======== Records for this exercise ========
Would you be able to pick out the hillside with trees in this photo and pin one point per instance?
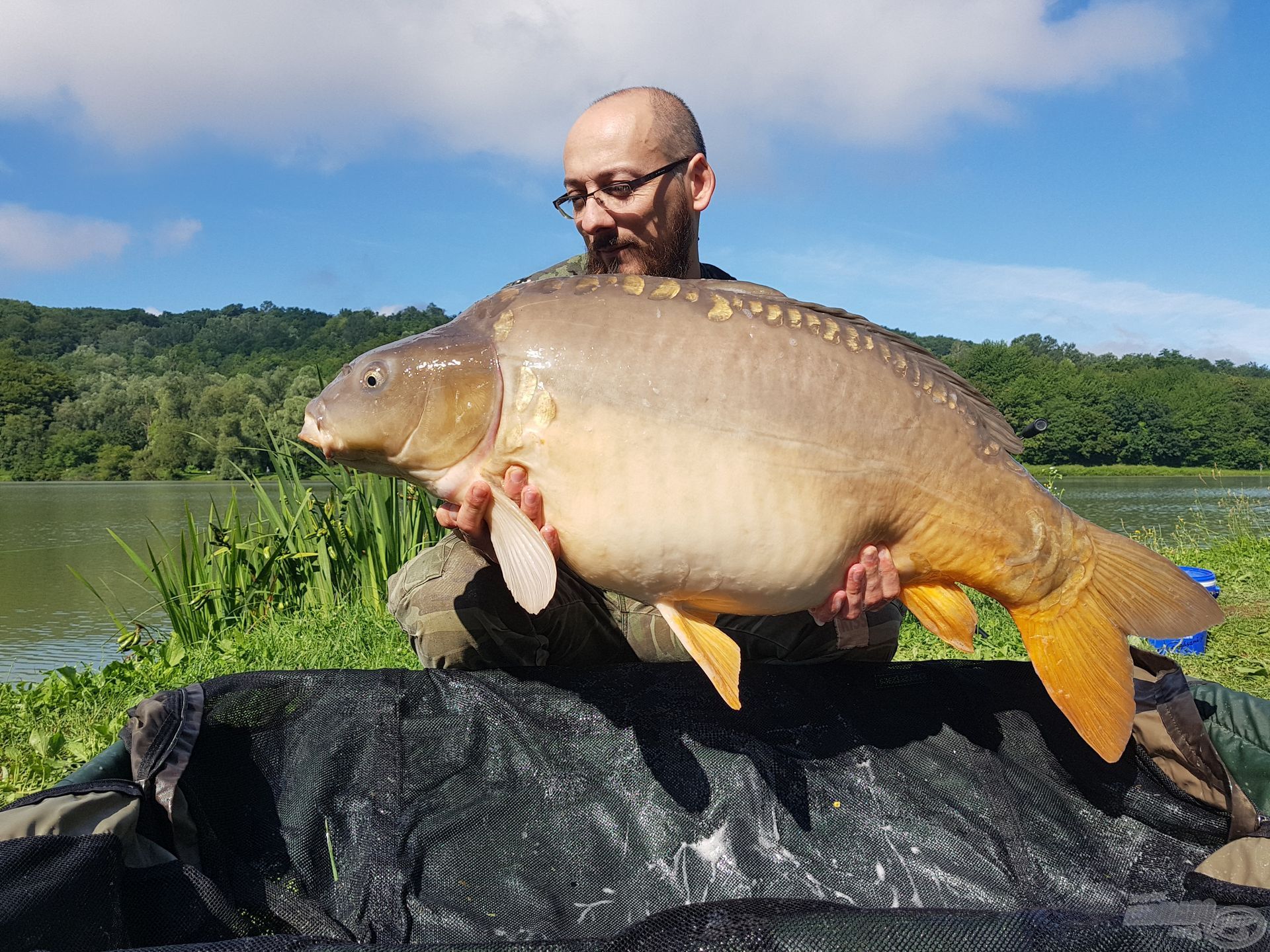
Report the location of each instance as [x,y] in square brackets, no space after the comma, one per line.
[124,394]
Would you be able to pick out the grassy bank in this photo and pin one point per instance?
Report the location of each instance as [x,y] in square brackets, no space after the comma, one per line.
[50,728]
[300,584]
[1210,473]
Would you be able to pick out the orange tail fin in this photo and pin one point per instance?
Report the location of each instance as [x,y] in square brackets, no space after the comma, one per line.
[1078,643]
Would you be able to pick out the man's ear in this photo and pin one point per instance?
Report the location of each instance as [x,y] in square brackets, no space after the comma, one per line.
[698,178]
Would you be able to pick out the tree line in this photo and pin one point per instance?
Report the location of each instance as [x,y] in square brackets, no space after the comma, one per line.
[91,393]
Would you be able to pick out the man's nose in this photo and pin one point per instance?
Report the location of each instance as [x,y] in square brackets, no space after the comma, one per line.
[595,218]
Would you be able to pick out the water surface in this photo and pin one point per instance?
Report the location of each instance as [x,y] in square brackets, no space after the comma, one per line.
[48,619]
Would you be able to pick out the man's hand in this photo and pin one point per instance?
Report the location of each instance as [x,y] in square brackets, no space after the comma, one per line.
[869,583]
[468,518]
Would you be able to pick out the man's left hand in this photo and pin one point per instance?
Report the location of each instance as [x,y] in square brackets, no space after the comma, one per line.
[868,584]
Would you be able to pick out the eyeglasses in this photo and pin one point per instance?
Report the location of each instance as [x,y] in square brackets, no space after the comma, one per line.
[613,197]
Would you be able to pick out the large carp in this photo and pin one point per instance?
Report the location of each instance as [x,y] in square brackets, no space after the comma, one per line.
[716,447]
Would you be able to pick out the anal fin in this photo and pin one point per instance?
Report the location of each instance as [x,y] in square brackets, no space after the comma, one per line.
[718,655]
[944,610]
[526,560]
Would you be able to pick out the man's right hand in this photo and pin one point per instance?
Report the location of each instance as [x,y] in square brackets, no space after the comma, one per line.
[469,520]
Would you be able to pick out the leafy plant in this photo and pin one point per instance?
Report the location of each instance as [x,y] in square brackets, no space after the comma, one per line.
[299,546]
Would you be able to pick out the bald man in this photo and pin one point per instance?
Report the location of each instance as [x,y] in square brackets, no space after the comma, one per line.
[636,180]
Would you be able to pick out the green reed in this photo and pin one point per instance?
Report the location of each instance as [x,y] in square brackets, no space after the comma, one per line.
[288,547]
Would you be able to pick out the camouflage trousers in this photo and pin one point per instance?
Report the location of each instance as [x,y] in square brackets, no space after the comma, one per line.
[456,608]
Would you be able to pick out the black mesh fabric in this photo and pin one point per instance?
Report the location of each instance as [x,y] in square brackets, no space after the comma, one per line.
[935,805]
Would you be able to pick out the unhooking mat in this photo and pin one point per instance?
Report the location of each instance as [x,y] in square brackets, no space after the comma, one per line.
[933,805]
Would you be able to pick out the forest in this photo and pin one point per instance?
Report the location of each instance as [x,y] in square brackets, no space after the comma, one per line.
[97,394]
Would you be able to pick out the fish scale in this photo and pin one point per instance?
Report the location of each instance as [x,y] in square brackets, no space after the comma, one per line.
[716,447]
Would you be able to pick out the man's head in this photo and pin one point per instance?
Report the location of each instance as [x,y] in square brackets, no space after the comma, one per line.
[624,136]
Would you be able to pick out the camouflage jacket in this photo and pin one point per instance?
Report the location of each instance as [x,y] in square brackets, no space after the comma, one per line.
[577,264]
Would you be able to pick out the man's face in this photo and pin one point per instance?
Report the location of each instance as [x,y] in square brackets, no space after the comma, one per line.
[654,231]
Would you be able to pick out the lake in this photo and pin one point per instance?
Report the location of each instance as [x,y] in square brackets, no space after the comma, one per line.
[48,619]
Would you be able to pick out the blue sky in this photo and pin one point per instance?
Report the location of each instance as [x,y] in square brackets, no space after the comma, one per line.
[976,168]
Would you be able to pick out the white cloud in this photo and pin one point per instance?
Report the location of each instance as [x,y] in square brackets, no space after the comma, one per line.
[978,301]
[324,80]
[41,241]
[172,237]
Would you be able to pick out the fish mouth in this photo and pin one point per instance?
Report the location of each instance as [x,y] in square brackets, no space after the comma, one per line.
[312,434]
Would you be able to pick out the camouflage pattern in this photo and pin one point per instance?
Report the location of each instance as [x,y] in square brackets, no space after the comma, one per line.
[455,606]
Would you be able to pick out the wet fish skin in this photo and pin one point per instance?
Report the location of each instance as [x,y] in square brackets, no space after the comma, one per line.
[715,447]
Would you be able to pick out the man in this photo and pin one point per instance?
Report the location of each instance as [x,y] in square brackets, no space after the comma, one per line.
[636,180]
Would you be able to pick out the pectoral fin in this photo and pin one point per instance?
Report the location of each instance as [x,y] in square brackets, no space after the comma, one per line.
[526,560]
[718,655]
[943,608]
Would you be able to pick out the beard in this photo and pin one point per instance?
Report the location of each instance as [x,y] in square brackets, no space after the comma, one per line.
[667,257]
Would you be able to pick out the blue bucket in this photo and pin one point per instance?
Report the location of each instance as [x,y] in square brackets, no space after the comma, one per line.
[1198,643]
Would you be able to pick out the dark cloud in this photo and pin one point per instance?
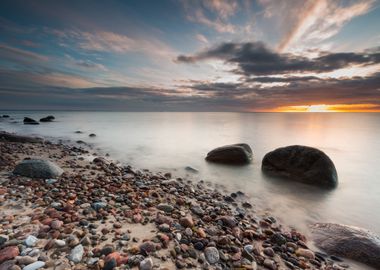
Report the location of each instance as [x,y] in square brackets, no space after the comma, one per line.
[254,58]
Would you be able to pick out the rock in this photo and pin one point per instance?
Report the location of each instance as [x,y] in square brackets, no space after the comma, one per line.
[34,266]
[301,163]
[110,264]
[146,264]
[306,253]
[8,253]
[38,168]
[18,138]
[30,121]
[165,207]
[98,205]
[76,254]
[49,118]
[212,254]
[191,169]
[60,243]
[186,221]
[31,241]
[25,260]
[350,242]
[231,154]
[270,264]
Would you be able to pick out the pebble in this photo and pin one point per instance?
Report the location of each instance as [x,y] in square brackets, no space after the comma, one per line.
[212,254]
[31,241]
[76,254]
[165,207]
[34,266]
[146,264]
[307,253]
[8,253]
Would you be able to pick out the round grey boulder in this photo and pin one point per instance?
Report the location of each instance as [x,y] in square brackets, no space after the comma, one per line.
[37,168]
[349,242]
[301,163]
[240,153]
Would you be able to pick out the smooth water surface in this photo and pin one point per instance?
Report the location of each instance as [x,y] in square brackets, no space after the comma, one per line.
[172,141]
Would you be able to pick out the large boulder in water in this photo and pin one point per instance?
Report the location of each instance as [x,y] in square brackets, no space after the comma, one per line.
[239,153]
[349,242]
[49,118]
[37,168]
[301,163]
[30,121]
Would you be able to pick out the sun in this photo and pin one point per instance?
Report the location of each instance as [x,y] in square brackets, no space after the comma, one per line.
[318,108]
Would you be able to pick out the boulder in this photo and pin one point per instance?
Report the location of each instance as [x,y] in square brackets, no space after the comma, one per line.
[349,242]
[49,118]
[239,153]
[301,163]
[18,138]
[30,121]
[37,168]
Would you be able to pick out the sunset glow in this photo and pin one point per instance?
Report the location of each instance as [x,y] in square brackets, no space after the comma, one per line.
[330,108]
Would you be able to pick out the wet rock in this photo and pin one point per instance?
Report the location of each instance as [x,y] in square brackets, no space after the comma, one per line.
[30,121]
[306,253]
[38,168]
[146,264]
[270,264]
[110,264]
[231,154]
[212,254]
[186,221]
[350,242]
[165,207]
[301,163]
[8,253]
[31,241]
[25,260]
[34,266]
[49,118]
[98,205]
[19,138]
[191,169]
[76,254]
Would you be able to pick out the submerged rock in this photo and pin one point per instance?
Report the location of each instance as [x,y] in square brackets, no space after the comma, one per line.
[76,254]
[38,168]
[30,121]
[231,154]
[350,242]
[49,118]
[301,163]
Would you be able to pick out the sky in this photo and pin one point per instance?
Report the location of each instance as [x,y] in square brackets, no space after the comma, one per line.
[214,55]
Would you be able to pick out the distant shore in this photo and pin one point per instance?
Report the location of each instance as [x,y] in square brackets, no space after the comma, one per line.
[115,216]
========
• [Problem statement]: All lines above from the one holding "Would you be able to pick out the sunset" to the one holding "Would you be able to pick out the submerged", inclusive, are to be copied exactly; no other line is wanted.

• [Answer box]:
Would you be able to pick out the sunset glow in this photo and pin one point per instance?
Report the location of each instance as [x,y] in square brackets, no space after the comma, one per line.
[330,108]
Would you be able to pick out the wet rock in this photo and pin one point per instance?
Report the location of each instance as [x,y] in square brackets, no space after the comma, one per line.
[30,121]
[306,253]
[38,168]
[146,264]
[270,264]
[110,264]
[231,154]
[212,254]
[186,221]
[350,242]
[165,207]
[301,163]
[8,253]
[31,241]
[25,260]
[34,266]
[49,118]
[98,205]
[19,138]
[191,169]
[76,254]
Would you be able to pick out the submerged rock in this photo and pin one point per instance?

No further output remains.